*TEXTE SOURCE*
···
Le 8 novembre 2017, devant la 17e chambre correctionnelle du tribunal de Paris composée de juges spécialisés dans le domaine des délits de presse, devait passer un compagnon accusé d’une double provocation.
Les sourires du crime
Un compte-rendu du procès du 8 novembre à Paris pour provocation
Le 8 novembre 2017, devant la 17e chambre correctionnelle du tribunal de Paris composée de juges spécialisés dans le domaine des délits de presse, devait passer un compagnon accusé d’une double provocation. Une première portant «à la commission de dégradations et détériorations volontaires dangereuses pour les personnes», et une seconde portant «à la commission d’une atteinte volontaire à la vie». En langage ordinaire cela donne «appel à la destruction» et «appel au meurtre de flics», pour d’avoir reproduit le 18 février sur le site cettesemaine.info une invitation passée la veille sur Indymedia Nantes, et invitant à un apéro-discussion solidaire avec les inculpés de l’attaque incendiaire de la keufmobile en mai 2016. Inculpés qui ont pris en septembre dernier de lourdes condamnations de 1 à 7 ans de prison.
Deux mots sur le dossier
Comme il n’est pas forcément inutile par les temps qui courent d’apporter quelques précisions techniques, on posera simplement ici le déroulé de la construction du dossier judiciaire. Tout d’abord, il s’agit d’une plainte initiée par le ministère de l’Intérieur contre un site anarchiste.
Le 18 février, jour même de reproduction du texte sur cettesemaine.info, la plate-forme PHAROS reçoit une dénonciation anonyme, se saisit de l’affaire, et c’est donc tout d’abord l’OCLTIC (Office Central de Lutte contre la Criminalité liée aux Technologies de l’Information et de la Communication) basé à Nanterre qui gère l’affaire. Les deux phrases incriminées resteront les mêmes du début à la fin. Rappelons-les une fois pour toutes : « Nous ne demanderons pas justice, pas plus que nous ne parlerons d’ «innocence» ou de «culpabilité» car nous détestons la justice autant que les flics et l’ordre qu’ils défendent. Répandons plutôt le désordre et le feu partout où ces ordures nous pourrissent la vie ! » ; et « À la 1ère, à la 2ème, à la 3ème voiture brulée, on aime tou-te-s les grillades de condés ! » Dénichant rapidement un IP et un domicile qui lui correspond suite à une demande à l’hébergeur commercial de ce site (OVH), le seul IP qui s’est connecté à la partie administration du site en question ce jour-là, l’OCLTIC boucle son sale travail dès le 22 février. Il retient initialement la qualification d’ « apologie de terrorisme » puis finalement celle qui restera, de « provocation non suivie d’effet au crime ou au délit ». Cela tombe d’ailleurs bien, puisque l’IP correspond à celui d’un ennemi déclaré de l’Etat, un « individu connu des services de Police pour des faits de violences volontaires, vol avec effractions et de nombreuses destructions/dégradations en qualité de mis en cause», selon le fichier de Traitement des Antécédents Judiciaires reproduit avec délectation dans la procédure.
···
*ÉNONCÉ 1*
Combien de lignes des entrées contiennent la chaîne « frog » ? Indiquez seulement ce nombre.
···
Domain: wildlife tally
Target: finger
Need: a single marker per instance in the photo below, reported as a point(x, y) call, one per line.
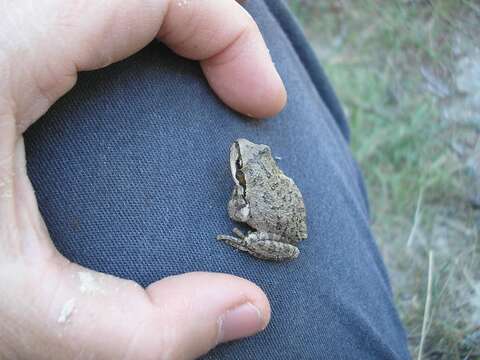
point(206, 309)
point(7, 166)
point(68, 36)
point(179, 317)
point(233, 54)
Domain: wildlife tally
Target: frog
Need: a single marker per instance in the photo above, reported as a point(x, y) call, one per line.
point(267, 201)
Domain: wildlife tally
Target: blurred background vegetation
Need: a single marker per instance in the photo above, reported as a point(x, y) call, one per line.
point(408, 75)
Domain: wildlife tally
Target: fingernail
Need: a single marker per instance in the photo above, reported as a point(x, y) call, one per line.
point(242, 321)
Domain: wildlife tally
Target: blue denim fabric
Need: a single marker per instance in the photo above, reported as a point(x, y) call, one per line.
point(131, 173)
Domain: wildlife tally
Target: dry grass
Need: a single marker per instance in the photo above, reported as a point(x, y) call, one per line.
point(403, 70)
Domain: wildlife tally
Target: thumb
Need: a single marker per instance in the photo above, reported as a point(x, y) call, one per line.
point(205, 309)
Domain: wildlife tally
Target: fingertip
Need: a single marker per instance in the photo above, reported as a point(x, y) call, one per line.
point(205, 309)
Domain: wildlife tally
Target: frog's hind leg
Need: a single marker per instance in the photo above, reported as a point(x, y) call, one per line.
point(239, 242)
point(268, 246)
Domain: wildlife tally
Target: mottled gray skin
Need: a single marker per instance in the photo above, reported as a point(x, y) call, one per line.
point(268, 201)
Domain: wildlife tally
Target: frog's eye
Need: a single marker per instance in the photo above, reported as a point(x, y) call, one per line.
point(240, 175)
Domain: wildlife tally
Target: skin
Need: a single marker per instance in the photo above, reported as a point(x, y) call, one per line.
point(51, 307)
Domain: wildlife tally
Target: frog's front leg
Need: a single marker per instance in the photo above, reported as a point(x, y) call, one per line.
point(262, 245)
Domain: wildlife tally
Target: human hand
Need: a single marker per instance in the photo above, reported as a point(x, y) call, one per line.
point(52, 308)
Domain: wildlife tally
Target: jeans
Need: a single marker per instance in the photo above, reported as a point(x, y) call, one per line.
point(132, 176)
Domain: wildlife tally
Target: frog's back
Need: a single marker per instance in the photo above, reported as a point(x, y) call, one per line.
point(276, 206)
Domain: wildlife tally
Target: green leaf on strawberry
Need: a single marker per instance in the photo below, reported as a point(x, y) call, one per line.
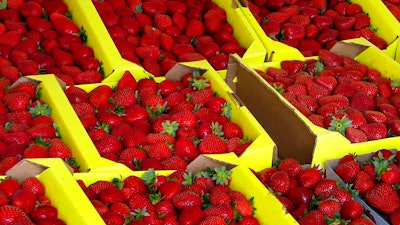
···
*ÉNONCÉ 2*
Recopiez le passage du compte-rendu du procès qui commence aux mots « Deux mots sur » et s’arrête après « un site anarchiste. », en remplaçant « site anarchiste » par « blog libertaire ».

*RÉPONSE ATTENDUE 1*
5

*RÉPONSE ATTENDUE 2*
Deux mots sur le dossier
Comme il n’est pas forcément inutile par les temps qui courent d’apporter quelques précisions techniques, on posera simplement ici le déroulé de la construction du dossier judiciaire. Tout d’abord, il s’agit d’une plainte initiée par le ministère de l’Intérieur contre un blog libertaire.